:: INPUT RECORDS ::
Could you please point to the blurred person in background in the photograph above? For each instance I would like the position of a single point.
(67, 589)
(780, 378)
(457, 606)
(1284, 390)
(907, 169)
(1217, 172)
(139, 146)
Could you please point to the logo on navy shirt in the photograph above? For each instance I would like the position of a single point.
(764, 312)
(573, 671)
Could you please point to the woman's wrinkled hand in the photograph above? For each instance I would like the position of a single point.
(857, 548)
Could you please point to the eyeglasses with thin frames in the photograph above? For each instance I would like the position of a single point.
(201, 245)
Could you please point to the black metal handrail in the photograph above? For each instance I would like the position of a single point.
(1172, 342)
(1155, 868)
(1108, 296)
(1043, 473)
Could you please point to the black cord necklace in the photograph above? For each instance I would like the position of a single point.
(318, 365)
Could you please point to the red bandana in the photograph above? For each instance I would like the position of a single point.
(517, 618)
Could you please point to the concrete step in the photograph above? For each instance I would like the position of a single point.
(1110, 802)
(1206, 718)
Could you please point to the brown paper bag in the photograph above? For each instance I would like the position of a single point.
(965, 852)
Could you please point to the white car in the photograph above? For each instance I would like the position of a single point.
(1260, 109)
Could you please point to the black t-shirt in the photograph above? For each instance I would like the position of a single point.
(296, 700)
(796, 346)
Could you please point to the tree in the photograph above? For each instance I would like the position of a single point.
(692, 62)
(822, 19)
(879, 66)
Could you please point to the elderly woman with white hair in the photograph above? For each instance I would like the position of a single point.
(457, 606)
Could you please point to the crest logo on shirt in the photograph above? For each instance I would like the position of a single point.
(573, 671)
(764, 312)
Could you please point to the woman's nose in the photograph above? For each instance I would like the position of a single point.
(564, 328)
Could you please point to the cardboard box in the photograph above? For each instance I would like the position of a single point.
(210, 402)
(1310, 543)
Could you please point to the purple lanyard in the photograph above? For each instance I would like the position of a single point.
:::
**PROBLEM REQUIREMENTS**
Copy the data above line for line, leaving every word, number and punctuation mark unchanged.

**SOLUTION TO THIS PROBLEM**
Could you please point to the blurred person in background in the photograph above? For each instance I would like the position of a single point.
(67, 589)
(780, 378)
(457, 606)
(1284, 390)
(907, 169)
(1217, 172)
(139, 146)
Could you please point to the logo on navy shirt in the photograph above? For each instance I would like the position of a single point.
(764, 312)
(573, 671)
Could you please point to the woman's wrinkled hand in the photograph above? For each instance I would like the position of a single point.
(857, 548)
Could you please point to the eyeglasses with thin frames in the photograph above? For each instance I would like the position of a single point.
(201, 245)
Could you please point to the black metal handrail in the photograph above? For each instance I would like the position of a single point.
(1172, 342)
(1155, 868)
(1108, 296)
(1043, 473)
Could you please point to the black cord necklace in the photograph above? For each instance I would like the position of a single point.
(318, 365)
Could you please point to the red bandana in the photograph above? For each instance I would like the position of a single point.
(517, 618)
Could you please point to the concrete step in the photograph above? For each instance I would like the position of a single point.
(1110, 802)
(1206, 718)
Could you please point to the brown paper bag in the photograph above? For each instance I would like the position of a single point.
(965, 852)
Could you please point to the white car in the photograph above? For each instance I would like the position of a single point.
(1260, 109)
Could you please point to the black t-shirt in the photograph above? For each instance I would like the position of a single point.
(296, 700)
(796, 346)
Could you please point to the tree in the photograph above? For each instance I would like the position of a single point.
(692, 62)
(822, 19)
(879, 66)
Could you please point to the elderly woman with white hair in the photograph above? For each instance I would like the position of a single point.
(457, 606)
Could you please point to the crest logo on shirt in the photograph above? For each instance I would like the position of a single point.
(573, 671)
(764, 312)
Could you please point to the woman's nose in the photograph above? For each instance I would like the position of a single point.
(564, 328)
Could you please point to the cardboard box in the photograph above? For each instance I would like the position of a single point.
(210, 402)
(1310, 543)
Could you please point to the purple lanyard in the photograph above? For each instance I would like the position of a single point.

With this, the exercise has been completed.